TASK DESCRIPTION
Please restate the following records word for word.

══ MATERIAL PROVIDED

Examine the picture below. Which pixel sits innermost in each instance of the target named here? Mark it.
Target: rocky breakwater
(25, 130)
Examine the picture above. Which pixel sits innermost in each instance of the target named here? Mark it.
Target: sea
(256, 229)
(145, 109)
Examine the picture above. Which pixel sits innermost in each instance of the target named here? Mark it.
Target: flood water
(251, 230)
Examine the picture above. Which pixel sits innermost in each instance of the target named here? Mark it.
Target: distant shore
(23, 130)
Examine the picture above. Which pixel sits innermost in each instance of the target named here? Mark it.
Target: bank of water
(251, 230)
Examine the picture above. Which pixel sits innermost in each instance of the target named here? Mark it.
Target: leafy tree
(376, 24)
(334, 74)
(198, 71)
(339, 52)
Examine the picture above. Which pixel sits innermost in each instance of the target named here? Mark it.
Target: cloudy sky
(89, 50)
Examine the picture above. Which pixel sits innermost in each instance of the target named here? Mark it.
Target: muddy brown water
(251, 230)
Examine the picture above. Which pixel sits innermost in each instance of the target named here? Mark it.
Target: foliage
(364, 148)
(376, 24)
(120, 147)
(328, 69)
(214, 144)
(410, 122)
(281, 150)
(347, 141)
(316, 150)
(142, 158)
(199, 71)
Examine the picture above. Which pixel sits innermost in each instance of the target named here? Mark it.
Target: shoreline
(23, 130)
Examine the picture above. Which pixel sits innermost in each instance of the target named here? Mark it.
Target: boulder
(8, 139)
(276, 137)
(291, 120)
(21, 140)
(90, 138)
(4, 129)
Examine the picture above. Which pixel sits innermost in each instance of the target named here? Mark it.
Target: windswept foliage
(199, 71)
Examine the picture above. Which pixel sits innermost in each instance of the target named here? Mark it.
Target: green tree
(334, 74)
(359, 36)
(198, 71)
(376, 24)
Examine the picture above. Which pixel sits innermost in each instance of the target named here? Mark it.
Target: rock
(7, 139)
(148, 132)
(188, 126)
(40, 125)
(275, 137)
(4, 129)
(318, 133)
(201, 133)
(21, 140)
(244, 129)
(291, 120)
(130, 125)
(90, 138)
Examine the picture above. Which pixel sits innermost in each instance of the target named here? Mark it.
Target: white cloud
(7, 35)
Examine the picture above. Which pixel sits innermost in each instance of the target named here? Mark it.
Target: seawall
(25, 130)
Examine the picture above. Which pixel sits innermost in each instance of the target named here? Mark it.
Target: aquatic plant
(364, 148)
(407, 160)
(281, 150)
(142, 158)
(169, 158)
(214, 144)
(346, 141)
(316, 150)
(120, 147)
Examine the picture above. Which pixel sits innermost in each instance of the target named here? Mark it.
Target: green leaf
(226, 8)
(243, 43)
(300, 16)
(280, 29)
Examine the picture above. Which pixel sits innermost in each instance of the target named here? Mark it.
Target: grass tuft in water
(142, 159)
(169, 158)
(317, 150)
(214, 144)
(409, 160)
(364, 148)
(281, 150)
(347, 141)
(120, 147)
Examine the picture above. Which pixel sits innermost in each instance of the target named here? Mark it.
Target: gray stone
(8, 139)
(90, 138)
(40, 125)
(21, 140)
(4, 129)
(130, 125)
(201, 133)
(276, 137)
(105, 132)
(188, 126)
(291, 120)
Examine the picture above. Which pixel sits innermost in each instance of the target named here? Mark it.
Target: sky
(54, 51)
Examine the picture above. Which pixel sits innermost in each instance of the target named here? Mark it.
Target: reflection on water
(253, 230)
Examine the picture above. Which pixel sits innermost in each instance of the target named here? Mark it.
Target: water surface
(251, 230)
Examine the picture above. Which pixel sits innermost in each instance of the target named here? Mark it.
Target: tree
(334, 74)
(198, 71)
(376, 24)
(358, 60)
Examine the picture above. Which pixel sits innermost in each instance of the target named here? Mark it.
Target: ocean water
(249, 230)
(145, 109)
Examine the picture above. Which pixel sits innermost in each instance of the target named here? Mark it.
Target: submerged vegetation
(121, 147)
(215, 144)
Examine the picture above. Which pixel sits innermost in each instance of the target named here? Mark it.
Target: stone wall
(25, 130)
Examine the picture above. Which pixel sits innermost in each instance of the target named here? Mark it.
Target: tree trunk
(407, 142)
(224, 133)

════

ANSWER
Examine the picture below. Which pixel sits innermost in each instance of the target named here? Mark it.
Target: rocky breakwater
(25, 130)
Examine the picture above. Which pixel sits innermost in each instance of the target named here? Mark it.
Target: sea
(256, 229)
(145, 109)
Examine the picture above. Which pixel sits innermost in each instance of the target named here? Mark it.
Target: flood water
(251, 230)
Examine the picture above. Which pixel sits innermost in each instance of the target named here? Mark it.
Target: distant shore
(23, 130)
Examine the picture above. Which pixel sits innermost in each instance of the target named here? Mark it.
Target: bank of water
(251, 230)
Examine the picture above. Which pixel sits innermost in each instance of the target named here? Mark it.
Target: leafy tree
(376, 24)
(334, 74)
(198, 71)
(339, 52)
Examine the picture above. Which pixel sits innermost in each instance of the target named here? Mark it.
Target: cloudy sky
(89, 50)
Examine the picture above. Which pixel sits innermost in each instance of the target named here? Mark it.
Target: muddy brown water
(251, 230)
Examine the picture above. Which pixel sits innermost in each instance of the target named here? Mark it.
Target: foliage
(364, 148)
(376, 24)
(120, 147)
(328, 69)
(214, 144)
(410, 122)
(281, 150)
(347, 141)
(316, 150)
(142, 158)
(199, 71)
Examine the picture above. Which pixel sits innermost in each instance of the target named here? Mark it.
Target: shoreline
(23, 130)
Examine the picture above. Which pixel sits innermost in each instance of the target named here? Mark it.
Target: boulder
(8, 139)
(276, 137)
(291, 120)
(21, 140)
(90, 138)
(4, 129)
Examine the picture above. Which pixel sits innermost in each instance of the target named here? Mark it.
Target: windswept foliage
(199, 71)
Examine the picture above. Which pixel sits innermost in each instance of the target named here? Mark it.
Target: green tree
(334, 74)
(359, 36)
(198, 71)
(376, 24)
Examine the picture above. Which pixel sits innermost in each instance of the target named here? Mark it.
Target: rock
(7, 139)
(148, 132)
(188, 126)
(40, 125)
(275, 137)
(4, 129)
(318, 133)
(201, 133)
(21, 140)
(244, 129)
(291, 120)
(130, 125)
(90, 138)
Examine the picture above. Which pixel sits innermost in each instance of the target named here? Mark it.
Target: white cloud
(7, 35)
Examine the picture above. Which pixel sits innermost in each instance of the target named here? Mark it.
Target: seawall
(25, 130)
Examine the picture above. Which pixel sits innermost in each instance of the target named here? Mark it.
Target: aquatic plant
(364, 148)
(407, 160)
(281, 150)
(142, 158)
(169, 158)
(214, 144)
(346, 141)
(316, 150)
(120, 147)
Examine the picture above. Which pixel sits innermost in each instance of the target named here? Mark it.
Target: green leaf
(226, 8)
(243, 43)
(300, 16)
(280, 29)
Examine the picture above. Which pixel sits innermost in each instance of the target named here? Mark it.
Target: grass tuft in water
(142, 159)
(169, 158)
(317, 150)
(214, 144)
(409, 160)
(364, 148)
(281, 150)
(347, 141)
(120, 147)
Examine the picture above. Which pixel sits innermost in each instance of the target named here? Mark it.
Target: gray stone
(8, 139)
(90, 138)
(40, 125)
(21, 140)
(4, 129)
(130, 125)
(201, 133)
(276, 137)
(105, 132)
(188, 126)
(291, 120)
Examine the picture above. Which pixel sits innermost in each instance of the target named here? Mark it.
Target: sky
(54, 51)
Examine the picture above. Which pixel sits innermost in each instance of the target named here? Mark it.
Target: reflection on water
(253, 230)
Examine the picture above. Which pixel sits innermost in each instance of the target named here? Mark it.
Target: water surface
(251, 230)
Examine the picture above. Which pixel sits innermost in each instance of the target named here? Mark it.
Target: tree
(334, 74)
(198, 71)
(376, 24)
(358, 60)
Examine the picture above. Which pixel sits innermost in each instance of the target named here? Mark it.
Target: ocean water
(249, 230)
(145, 109)
Examine the picture above. Which pixel sits innermost in each instance of the target named here? Mark it.
Target: submerged vegetation
(121, 147)
(215, 144)
Examine the picture above. Which pixel sits innermost in each instance of the target named here? Mark it.
Target: stone wall
(25, 130)
Examine the picture above. Which pixel sits innermost in each instance of the target named here? Mark it.
Target: tree trunk
(407, 142)
(224, 133)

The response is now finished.